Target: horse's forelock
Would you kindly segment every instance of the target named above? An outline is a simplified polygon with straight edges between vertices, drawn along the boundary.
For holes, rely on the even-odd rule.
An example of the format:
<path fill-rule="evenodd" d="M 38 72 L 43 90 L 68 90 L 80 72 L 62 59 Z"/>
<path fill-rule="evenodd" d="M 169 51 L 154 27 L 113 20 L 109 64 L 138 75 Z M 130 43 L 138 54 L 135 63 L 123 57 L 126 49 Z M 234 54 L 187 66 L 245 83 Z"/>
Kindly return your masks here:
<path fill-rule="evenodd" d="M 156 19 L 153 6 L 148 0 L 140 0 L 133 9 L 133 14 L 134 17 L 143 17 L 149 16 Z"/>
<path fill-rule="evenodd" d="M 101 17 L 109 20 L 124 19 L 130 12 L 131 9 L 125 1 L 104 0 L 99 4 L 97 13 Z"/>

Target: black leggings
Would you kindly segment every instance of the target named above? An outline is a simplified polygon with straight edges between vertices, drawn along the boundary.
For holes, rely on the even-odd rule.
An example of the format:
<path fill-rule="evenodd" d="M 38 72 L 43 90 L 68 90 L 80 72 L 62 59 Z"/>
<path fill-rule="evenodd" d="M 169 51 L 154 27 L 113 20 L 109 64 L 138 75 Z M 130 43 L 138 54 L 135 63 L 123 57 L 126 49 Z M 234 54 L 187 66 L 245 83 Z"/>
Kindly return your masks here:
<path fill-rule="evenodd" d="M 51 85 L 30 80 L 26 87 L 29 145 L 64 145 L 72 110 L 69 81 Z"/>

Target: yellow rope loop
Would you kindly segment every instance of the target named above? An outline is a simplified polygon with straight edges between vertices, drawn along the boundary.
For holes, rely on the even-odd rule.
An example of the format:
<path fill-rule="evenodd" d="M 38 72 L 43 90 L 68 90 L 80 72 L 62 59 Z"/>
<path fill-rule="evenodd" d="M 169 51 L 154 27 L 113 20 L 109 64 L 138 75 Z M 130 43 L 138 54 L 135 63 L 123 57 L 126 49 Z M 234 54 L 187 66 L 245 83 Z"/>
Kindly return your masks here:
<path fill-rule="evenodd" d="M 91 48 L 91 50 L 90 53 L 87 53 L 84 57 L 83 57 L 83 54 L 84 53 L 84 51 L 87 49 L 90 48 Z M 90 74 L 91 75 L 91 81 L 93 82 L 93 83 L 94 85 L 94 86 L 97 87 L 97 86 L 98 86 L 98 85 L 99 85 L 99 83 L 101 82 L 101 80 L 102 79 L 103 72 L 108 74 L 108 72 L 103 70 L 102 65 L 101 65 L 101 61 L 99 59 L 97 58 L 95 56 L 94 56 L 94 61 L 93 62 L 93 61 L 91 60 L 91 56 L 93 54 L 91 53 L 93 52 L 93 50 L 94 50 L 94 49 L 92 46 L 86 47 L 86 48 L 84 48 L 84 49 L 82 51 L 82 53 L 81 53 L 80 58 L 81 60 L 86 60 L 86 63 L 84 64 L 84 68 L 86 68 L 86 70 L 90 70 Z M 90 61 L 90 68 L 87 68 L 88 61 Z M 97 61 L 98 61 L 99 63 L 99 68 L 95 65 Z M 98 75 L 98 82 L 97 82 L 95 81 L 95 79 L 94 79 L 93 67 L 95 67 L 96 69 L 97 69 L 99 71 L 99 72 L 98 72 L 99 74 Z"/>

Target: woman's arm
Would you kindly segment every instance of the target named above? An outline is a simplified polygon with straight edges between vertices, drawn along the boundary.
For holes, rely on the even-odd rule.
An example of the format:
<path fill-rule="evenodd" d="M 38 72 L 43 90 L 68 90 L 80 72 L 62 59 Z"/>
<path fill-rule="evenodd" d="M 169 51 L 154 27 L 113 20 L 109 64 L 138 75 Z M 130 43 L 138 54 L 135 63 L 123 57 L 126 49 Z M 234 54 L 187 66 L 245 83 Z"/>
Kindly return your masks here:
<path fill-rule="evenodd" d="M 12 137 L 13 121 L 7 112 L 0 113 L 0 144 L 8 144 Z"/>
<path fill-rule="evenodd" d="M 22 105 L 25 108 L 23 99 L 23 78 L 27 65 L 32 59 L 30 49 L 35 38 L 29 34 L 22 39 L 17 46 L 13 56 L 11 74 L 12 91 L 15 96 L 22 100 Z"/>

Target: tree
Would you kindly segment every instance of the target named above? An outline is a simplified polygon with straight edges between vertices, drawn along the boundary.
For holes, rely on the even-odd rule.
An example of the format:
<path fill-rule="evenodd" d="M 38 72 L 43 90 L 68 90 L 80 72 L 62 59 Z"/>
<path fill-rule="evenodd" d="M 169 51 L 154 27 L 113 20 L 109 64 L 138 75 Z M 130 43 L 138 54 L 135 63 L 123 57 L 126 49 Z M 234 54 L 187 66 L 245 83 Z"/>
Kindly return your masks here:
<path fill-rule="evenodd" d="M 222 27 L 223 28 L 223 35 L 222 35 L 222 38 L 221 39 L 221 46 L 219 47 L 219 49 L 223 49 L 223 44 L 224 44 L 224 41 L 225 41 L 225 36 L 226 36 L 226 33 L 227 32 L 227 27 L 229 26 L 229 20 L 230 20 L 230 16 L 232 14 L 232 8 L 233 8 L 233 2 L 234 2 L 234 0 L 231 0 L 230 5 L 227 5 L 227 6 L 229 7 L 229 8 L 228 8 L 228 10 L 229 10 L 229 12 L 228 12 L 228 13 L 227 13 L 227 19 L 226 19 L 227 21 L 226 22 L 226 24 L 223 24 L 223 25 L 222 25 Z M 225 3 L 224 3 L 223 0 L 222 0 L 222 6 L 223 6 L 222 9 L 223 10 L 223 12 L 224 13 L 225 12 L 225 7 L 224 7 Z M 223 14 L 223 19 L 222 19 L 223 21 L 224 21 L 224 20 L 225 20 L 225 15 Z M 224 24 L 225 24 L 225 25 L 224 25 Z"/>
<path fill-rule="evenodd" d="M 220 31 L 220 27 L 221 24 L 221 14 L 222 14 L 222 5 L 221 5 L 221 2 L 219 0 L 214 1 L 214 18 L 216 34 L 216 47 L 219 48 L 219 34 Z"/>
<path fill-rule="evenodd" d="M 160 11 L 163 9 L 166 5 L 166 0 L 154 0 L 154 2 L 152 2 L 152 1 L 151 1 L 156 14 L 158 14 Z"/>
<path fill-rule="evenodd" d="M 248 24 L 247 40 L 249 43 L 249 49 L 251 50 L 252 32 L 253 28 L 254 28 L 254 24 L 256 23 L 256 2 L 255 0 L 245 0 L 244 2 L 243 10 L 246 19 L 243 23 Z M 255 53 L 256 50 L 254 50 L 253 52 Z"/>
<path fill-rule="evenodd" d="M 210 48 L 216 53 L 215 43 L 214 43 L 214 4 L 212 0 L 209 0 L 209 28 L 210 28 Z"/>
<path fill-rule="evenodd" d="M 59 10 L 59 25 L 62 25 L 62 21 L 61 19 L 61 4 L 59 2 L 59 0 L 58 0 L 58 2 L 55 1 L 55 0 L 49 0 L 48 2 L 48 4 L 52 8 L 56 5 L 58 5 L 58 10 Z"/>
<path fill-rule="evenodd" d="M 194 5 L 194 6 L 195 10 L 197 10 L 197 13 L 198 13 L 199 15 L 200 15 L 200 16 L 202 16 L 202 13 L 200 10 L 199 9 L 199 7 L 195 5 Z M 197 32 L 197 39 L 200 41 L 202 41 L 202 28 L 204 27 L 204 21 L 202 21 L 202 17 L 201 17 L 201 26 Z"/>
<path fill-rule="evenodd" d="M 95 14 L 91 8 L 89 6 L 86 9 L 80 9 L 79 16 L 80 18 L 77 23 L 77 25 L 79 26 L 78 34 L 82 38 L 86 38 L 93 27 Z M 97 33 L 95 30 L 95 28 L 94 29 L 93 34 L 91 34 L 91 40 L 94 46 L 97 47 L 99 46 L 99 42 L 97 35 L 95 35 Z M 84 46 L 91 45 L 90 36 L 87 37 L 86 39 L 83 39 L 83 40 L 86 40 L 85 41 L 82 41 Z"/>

* * * * * * * * *

■ **Problem requirements**
Can you give as a JSON list of strings, one per line and leaving out blank lines, the records between the line holding "Target: tree" and the line holding "160 11 L 163", inclusive?

■ **Reply**
[
  "Target: tree",
  "Would you kindly segment every instance of the target named above? An outline is a simplified polygon with straight edges between vertices, drawn along the boundary.",
  "For holes, rely on the even-odd rule.",
  "An example of the format:",
  "<path fill-rule=\"evenodd\" d=\"M 38 72 L 43 90 L 68 90 L 80 72 L 62 59 Z\"/>",
  "<path fill-rule=\"evenodd\" d=\"M 169 51 L 154 27 L 113 20 L 109 64 L 138 75 Z M 130 43 L 138 54 L 135 63 L 123 57 L 126 49 Z M 234 54 L 187 66 L 245 83 Z\"/>",
  "Kindly return your masks here:",
  "<path fill-rule=\"evenodd\" d=\"M 222 27 L 223 28 L 223 35 L 222 35 L 222 38 L 221 39 L 221 46 L 219 47 L 219 49 L 223 49 L 223 44 L 224 44 L 224 41 L 225 41 L 225 36 L 226 36 L 226 33 L 227 32 L 227 27 L 229 26 L 229 20 L 230 20 L 230 16 L 232 14 L 232 8 L 233 8 L 233 2 L 234 2 L 234 0 L 231 0 L 230 5 L 227 5 L 227 6 L 229 7 L 229 8 L 228 8 L 228 10 L 229 10 L 229 12 L 228 12 L 228 13 L 227 13 L 227 19 L 226 19 L 227 21 L 226 22 L 226 24 L 223 24 L 223 25 L 222 25 Z M 225 3 L 224 3 L 223 0 L 222 0 L 222 6 L 223 6 L 222 9 L 223 10 L 223 12 L 224 13 L 225 12 L 225 7 L 224 7 Z M 223 14 L 223 19 L 222 19 L 223 21 L 224 21 L 224 20 L 225 20 L 225 15 Z M 224 24 L 225 24 L 225 25 L 224 25 Z\"/>",
  "<path fill-rule=\"evenodd\" d=\"M 220 31 L 220 27 L 221 24 L 221 14 L 222 14 L 222 5 L 221 5 L 221 2 L 219 0 L 214 1 L 214 18 L 216 34 L 216 47 L 219 48 L 219 34 Z\"/>",
  "<path fill-rule=\"evenodd\" d=\"M 160 11 L 163 9 L 166 5 L 166 0 L 154 0 L 154 2 L 152 2 L 152 1 L 151 1 L 156 14 L 158 14 Z\"/>"
]